EXERCISE ▸
Find each line in the data below that contains the word "pickup", treating uppercase and lowercase as different, and copy those lines.

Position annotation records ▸
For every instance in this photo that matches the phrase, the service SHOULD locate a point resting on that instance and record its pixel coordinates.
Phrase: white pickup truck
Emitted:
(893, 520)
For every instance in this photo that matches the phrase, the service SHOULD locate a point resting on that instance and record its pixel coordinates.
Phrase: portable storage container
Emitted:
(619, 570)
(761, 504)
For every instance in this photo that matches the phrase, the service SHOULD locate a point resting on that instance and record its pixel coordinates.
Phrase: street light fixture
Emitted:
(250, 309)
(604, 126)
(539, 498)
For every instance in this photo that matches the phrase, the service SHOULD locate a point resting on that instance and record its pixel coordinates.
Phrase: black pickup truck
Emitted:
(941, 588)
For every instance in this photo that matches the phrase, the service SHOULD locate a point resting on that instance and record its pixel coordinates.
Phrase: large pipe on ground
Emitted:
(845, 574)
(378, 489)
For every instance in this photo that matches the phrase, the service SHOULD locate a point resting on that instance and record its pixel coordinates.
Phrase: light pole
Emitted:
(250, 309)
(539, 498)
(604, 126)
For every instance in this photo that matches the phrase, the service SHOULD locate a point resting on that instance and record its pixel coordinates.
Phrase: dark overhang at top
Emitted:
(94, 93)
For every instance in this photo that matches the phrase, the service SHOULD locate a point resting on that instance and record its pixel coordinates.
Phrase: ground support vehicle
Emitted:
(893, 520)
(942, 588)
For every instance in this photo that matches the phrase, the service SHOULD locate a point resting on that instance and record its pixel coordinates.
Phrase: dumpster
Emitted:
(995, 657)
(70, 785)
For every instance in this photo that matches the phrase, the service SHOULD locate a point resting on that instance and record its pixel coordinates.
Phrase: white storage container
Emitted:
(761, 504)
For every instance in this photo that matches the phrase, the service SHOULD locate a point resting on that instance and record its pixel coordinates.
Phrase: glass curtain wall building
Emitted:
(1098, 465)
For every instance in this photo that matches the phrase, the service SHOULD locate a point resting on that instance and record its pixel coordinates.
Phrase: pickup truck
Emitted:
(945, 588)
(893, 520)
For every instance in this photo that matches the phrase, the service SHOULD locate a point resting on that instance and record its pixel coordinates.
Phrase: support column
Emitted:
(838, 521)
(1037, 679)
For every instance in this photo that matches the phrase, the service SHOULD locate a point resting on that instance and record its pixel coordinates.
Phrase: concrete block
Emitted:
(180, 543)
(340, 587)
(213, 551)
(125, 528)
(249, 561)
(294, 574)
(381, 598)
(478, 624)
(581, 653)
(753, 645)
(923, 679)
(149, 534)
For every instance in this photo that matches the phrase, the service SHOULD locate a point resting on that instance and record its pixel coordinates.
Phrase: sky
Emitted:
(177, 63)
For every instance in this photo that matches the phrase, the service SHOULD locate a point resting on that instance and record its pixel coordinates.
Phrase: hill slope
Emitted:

RESPONSE TO THIS TASK ▸
Phrase: white pickup truck
Phrase: black pickup truck
Phrase: pickup truck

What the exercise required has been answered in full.